═════ Records shown ═════

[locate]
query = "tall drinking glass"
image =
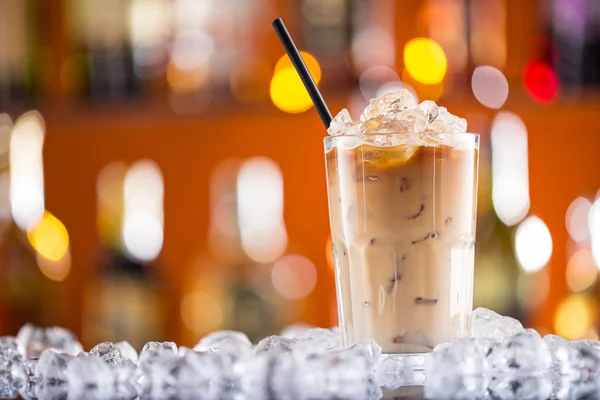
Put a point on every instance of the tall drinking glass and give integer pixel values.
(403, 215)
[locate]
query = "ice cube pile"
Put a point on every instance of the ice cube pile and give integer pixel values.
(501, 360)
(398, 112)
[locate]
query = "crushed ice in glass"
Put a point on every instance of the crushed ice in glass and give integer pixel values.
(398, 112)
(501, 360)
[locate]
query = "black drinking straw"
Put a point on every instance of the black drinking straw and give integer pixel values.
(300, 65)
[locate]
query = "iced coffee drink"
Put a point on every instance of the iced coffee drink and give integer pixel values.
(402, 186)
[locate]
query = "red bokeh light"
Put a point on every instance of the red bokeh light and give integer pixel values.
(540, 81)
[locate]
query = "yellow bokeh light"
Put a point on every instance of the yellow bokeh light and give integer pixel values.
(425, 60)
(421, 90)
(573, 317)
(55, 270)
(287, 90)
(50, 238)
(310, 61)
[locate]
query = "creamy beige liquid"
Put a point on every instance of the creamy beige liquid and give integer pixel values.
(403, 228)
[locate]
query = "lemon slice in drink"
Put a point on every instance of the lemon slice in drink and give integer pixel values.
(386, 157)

═════
═════ Records shown ═════

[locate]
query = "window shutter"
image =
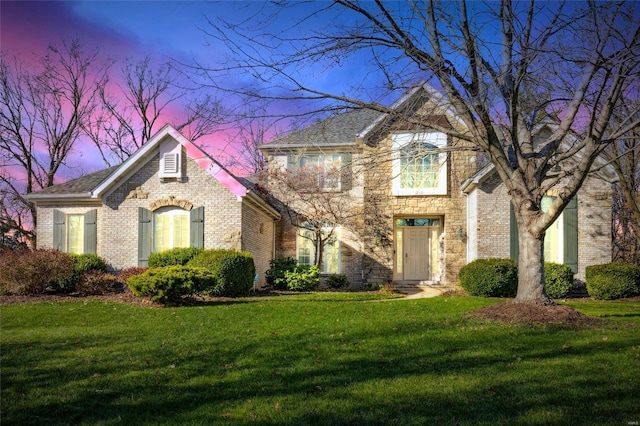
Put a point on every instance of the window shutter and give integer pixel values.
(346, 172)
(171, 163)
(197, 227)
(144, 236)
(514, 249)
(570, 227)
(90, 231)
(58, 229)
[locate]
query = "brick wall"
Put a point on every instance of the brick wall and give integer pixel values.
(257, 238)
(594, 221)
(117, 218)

═════

Required work:
List each line in the items above that contains the word "light".

Reply to the exercise:
query = "red bokeh light"
Put a point on every instance of the red bokeh light and give integer pixel values.
query = "yellow bokeh light"
Put a point on every instance of the yellow bokeh light and give integer pixel values.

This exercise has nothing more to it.